**ESTRATTO DEL TESTO**.
########################################
OMELIA per la MESSA CRISMALE 2009

Faenza, Basilica Cattedrale, 09 aprile 2009
09-04-2009


L’Eucaristia che stiamo celebrando prende nome da ciò che faremo tra poco, la benedizione cioè degli oli santi e in particolare del crisma. Con il sacro crisma vengono consacrati i presbiteri, dai quali viene poi celebrata l’Eucaristia, il mistero centrale di questa giornata che con la Messa ‘in coena Domini’ apre il triduo sacro.


Il sacerdozio ministeriale nasce insieme all’Eucaristia dall’amore di Cristo, che amò i suoi sino alla fine; frutto dell’amore, il nostro ministero è segno dell’amore del Padre che si è manifestato in Cristo e continua ad essere testimoniato nella Chiesa per il bene di tutti gli uomini.


Per ricordarci questa nostra missione, oggi la liturgia ci chiederà di rinnovare le promesse fatte al momento dell’ordinazione presbiterale, non tanto per fare appello alle nostre forze, quanto per affidarci nuovamente alla fedeltà e all’amore di Cristo che ci ha scelti.
########################################
**VOCI DEL DATASET**.
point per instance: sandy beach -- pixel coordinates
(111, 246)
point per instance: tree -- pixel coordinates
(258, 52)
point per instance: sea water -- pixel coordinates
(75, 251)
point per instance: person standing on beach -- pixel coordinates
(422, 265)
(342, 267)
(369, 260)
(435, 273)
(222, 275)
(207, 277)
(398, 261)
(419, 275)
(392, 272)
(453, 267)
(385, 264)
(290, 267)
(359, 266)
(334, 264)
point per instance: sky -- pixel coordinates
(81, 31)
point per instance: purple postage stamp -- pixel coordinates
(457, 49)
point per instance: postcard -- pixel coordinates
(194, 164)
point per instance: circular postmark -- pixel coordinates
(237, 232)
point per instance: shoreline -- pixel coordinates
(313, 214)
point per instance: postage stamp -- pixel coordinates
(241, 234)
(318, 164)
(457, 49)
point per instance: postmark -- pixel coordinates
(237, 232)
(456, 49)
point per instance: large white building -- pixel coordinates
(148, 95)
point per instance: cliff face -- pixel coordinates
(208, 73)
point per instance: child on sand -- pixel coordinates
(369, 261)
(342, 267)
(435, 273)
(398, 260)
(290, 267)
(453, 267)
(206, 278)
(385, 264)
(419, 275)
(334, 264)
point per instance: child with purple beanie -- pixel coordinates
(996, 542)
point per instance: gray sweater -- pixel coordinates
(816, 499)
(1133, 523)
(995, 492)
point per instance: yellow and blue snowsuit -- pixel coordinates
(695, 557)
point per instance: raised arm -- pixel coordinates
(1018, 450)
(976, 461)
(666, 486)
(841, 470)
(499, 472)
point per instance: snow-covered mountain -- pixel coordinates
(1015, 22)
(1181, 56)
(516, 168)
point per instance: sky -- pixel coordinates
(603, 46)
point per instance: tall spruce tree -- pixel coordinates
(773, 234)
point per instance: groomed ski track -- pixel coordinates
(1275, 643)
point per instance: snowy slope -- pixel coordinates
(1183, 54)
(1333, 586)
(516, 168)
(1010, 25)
########################################
**PROBLEMA SCRITTO**. Riprendi l'omelia per la Messa crismale e proseguila a partire dall'ultima frase riportata.

**RISPOSTA ALL'ESERCIZIO**.
Vogliamo farci aiutare nella nostra riflessione dall’apostolo Paolo, incominciando da quello che egli scrisse ad discepolo Timoteo: ‘Ti ricordo di ravvivare il dono di Dio, che è in te mediante l’imposizione delle mie mani. Dio infatti non ci ha dato uno spirito di timidezza, ma di forza, di carità e di prudenza’ (2Tim 1,6s). Il dono di Dio, ricevuto una volta per sempre nel sacramento, deve essere ravvivato per quanto riguarda la parte che spetta a noi, che non dobbiamo lasciarci vincere né dalla paura né dall’abitudine, ma dobbiamo esprimere la forza della carità, insieme alla prudenza che il ministero richiede.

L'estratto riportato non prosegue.